(Problem): Return the exact lines spanning from the line with "of the orange" through the last line of the entries, boundaries included, and no others.

═══

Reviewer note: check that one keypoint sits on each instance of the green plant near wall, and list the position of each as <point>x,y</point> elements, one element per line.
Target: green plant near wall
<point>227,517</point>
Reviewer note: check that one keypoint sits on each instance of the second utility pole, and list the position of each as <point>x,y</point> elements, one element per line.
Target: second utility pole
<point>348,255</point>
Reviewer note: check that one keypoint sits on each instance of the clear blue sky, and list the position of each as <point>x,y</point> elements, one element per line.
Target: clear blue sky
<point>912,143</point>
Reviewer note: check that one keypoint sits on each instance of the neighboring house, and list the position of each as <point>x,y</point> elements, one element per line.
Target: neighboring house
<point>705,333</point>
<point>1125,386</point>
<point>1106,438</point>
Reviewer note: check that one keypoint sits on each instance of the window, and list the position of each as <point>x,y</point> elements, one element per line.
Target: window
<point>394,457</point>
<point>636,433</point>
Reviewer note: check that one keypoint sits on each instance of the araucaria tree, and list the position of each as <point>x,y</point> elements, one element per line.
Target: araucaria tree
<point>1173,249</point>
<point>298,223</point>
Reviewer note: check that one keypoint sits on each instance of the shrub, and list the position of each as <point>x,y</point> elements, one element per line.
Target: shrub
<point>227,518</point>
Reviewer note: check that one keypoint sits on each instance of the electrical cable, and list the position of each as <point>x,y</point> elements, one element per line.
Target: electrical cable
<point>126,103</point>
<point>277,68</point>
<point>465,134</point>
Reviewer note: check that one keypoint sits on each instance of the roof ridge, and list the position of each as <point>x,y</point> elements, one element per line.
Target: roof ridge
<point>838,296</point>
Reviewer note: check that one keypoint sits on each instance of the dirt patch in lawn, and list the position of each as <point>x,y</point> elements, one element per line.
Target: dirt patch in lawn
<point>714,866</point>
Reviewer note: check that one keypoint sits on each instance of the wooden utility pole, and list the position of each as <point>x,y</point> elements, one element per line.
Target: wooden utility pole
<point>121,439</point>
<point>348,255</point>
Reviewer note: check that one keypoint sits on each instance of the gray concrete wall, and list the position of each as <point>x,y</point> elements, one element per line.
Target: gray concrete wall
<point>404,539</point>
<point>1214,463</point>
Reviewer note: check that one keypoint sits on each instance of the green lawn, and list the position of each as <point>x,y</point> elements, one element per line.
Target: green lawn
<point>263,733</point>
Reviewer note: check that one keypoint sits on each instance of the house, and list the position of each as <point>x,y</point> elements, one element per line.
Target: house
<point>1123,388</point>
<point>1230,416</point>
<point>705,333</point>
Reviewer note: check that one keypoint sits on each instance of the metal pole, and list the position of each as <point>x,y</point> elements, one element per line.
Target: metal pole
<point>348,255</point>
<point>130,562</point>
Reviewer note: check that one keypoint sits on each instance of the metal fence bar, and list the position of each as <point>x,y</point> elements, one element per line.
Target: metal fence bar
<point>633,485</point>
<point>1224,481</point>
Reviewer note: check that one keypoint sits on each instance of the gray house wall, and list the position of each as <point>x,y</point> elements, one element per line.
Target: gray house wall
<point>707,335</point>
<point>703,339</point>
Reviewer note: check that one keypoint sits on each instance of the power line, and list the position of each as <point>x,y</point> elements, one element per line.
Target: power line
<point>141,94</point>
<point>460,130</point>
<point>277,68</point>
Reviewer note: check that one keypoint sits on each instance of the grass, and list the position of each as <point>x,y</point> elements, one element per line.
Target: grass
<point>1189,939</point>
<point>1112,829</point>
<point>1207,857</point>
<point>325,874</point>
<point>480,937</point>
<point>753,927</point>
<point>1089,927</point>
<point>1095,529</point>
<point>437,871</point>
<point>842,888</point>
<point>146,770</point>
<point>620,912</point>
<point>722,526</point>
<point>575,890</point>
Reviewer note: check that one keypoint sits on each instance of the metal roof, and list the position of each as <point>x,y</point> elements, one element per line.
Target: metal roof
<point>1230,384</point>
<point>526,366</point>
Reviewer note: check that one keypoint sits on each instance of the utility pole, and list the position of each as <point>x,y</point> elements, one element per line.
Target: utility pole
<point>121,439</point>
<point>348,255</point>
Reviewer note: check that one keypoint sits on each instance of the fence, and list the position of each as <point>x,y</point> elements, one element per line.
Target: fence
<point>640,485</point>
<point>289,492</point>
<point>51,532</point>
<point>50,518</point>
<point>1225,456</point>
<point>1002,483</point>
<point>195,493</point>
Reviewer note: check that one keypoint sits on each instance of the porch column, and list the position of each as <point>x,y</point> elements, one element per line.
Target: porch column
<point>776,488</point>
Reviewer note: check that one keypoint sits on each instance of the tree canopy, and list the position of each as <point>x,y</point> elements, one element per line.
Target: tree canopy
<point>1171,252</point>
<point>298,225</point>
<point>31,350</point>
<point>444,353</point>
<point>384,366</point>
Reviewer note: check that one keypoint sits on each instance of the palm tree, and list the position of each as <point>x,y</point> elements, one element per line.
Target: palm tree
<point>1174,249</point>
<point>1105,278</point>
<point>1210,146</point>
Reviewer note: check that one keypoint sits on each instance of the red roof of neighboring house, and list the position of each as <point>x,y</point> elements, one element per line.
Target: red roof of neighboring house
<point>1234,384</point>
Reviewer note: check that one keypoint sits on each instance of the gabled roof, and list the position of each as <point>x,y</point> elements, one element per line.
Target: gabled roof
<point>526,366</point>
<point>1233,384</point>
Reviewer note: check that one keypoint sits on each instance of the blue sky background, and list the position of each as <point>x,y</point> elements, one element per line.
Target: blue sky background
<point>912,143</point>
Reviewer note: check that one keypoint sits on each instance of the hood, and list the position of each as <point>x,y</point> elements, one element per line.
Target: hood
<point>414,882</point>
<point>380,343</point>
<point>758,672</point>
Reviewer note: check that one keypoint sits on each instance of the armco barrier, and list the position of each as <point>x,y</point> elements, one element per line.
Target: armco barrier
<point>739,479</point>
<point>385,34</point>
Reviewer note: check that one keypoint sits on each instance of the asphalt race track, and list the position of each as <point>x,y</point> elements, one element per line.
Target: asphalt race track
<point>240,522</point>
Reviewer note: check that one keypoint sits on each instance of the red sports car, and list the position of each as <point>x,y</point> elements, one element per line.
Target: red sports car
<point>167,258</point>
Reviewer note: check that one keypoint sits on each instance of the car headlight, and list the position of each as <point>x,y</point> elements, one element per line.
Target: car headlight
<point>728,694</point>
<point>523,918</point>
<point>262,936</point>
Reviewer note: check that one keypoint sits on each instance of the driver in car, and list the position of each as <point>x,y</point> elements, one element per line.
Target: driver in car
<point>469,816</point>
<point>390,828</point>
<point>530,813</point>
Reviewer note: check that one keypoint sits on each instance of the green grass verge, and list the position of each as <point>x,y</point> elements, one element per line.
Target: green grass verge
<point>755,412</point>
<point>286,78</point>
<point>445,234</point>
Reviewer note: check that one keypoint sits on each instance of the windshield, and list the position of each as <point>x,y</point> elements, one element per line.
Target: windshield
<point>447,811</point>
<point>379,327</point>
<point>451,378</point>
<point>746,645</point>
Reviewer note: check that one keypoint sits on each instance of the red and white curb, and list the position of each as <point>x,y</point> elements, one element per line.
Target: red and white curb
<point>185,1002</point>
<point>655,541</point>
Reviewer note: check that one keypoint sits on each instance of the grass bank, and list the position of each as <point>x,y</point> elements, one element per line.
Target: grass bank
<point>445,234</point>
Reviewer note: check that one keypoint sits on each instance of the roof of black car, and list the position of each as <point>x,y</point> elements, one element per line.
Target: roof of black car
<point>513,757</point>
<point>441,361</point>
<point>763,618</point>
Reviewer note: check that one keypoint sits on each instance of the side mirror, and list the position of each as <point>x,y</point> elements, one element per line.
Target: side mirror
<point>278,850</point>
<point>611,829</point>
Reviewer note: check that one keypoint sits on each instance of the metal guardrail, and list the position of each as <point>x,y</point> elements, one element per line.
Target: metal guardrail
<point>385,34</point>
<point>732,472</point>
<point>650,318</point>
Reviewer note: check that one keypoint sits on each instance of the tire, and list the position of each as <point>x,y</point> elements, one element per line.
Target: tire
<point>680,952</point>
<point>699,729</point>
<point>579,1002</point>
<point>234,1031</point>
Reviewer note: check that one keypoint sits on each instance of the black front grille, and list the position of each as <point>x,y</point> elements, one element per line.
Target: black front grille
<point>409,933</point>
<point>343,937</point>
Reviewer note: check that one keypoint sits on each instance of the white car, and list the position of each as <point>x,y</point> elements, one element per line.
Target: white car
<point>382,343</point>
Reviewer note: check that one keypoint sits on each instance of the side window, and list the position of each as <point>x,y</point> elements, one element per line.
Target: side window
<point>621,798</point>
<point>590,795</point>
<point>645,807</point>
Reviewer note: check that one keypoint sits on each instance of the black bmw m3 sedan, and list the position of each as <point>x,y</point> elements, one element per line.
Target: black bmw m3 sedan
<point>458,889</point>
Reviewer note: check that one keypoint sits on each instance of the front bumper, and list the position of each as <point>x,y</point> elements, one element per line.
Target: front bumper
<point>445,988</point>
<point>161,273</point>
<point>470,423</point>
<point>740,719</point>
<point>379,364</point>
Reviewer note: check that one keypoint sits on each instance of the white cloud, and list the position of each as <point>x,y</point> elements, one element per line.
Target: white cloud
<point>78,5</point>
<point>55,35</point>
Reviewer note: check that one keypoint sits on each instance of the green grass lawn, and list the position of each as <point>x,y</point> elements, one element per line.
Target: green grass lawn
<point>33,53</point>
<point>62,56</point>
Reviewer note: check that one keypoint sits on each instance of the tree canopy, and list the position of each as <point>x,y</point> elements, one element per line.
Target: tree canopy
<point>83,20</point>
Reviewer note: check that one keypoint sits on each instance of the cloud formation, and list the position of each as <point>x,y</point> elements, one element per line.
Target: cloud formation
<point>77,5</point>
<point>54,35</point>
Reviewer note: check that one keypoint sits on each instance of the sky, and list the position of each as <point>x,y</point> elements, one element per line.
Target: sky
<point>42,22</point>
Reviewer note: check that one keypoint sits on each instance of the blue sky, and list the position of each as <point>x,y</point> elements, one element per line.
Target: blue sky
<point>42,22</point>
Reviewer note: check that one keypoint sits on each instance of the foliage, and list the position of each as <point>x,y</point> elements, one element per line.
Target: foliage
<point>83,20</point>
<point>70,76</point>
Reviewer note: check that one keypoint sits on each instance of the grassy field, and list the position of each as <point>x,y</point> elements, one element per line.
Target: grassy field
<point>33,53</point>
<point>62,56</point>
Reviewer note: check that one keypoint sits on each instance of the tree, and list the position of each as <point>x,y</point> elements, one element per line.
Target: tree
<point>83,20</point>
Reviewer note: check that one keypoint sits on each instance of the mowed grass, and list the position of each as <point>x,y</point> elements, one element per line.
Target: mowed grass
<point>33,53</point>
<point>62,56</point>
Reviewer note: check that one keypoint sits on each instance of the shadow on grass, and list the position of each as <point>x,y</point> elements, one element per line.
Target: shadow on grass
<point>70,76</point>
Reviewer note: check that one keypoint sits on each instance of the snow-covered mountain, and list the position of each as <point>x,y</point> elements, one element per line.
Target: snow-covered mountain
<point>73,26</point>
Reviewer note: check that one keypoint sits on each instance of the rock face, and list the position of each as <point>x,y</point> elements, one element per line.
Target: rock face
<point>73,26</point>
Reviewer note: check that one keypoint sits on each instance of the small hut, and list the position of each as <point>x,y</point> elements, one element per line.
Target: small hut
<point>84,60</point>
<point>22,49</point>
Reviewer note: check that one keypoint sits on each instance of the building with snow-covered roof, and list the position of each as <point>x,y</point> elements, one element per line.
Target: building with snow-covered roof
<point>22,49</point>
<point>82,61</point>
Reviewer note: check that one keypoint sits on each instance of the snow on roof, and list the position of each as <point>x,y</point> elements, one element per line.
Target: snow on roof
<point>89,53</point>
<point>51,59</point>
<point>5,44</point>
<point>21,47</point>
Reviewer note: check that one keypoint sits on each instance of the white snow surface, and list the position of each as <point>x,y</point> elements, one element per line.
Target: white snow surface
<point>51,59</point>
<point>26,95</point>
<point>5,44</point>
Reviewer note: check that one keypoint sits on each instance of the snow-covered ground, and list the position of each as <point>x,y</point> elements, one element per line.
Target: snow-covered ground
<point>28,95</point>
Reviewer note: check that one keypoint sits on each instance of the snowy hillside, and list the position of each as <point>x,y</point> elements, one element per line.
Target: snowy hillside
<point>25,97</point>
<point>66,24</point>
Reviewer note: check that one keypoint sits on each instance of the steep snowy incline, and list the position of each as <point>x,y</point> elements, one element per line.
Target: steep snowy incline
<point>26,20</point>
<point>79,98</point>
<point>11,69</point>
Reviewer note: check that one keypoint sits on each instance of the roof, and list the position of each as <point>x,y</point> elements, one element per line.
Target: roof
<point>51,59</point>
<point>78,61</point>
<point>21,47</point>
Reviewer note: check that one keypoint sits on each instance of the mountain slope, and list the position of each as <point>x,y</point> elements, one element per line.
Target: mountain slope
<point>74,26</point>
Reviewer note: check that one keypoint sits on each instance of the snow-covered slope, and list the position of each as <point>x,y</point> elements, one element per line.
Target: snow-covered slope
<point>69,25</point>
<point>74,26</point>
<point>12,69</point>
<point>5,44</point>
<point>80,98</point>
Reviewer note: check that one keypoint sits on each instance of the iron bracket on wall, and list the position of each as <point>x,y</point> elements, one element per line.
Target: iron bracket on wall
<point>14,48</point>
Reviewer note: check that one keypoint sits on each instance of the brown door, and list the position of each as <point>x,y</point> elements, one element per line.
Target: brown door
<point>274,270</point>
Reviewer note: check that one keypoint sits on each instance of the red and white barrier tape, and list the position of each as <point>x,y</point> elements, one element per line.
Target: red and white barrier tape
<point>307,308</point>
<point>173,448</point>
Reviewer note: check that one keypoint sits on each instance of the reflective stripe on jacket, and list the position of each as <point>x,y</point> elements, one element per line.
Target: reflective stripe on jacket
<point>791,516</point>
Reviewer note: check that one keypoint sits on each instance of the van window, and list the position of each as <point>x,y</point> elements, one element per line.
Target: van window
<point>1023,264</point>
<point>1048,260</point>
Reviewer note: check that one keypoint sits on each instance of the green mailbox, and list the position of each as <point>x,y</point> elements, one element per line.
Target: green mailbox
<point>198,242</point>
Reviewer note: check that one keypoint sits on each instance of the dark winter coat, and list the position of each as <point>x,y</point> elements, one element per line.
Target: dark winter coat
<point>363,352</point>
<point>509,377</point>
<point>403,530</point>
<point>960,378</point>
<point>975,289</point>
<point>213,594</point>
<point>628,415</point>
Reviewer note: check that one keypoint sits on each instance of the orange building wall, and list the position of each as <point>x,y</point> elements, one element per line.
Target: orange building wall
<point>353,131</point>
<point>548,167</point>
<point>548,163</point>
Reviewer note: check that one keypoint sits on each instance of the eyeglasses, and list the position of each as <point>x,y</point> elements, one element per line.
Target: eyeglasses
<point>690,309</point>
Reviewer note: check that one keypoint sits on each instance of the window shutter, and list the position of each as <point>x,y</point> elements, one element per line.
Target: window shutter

═══

(Answer to this task):
Reviewer note: check that one keypoint sits on each instance of the orange building wall, and list the position of each as <point>x,y</point> elements, one element per line.
Target: orange building wall
<point>353,131</point>
<point>548,167</point>
<point>548,163</point>
Reviewer note: check that one keypoint sits on each instance of the eyeglasses, and list the position of each as <point>x,y</point> elements, one element per line.
Target: eyeglasses
<point>690,309</point>
Reviewer note: check that one keypoint sits on each instance of the window shutter, and list the position of each as <point>x,y</point> elements, one element per line.
Target: window shutter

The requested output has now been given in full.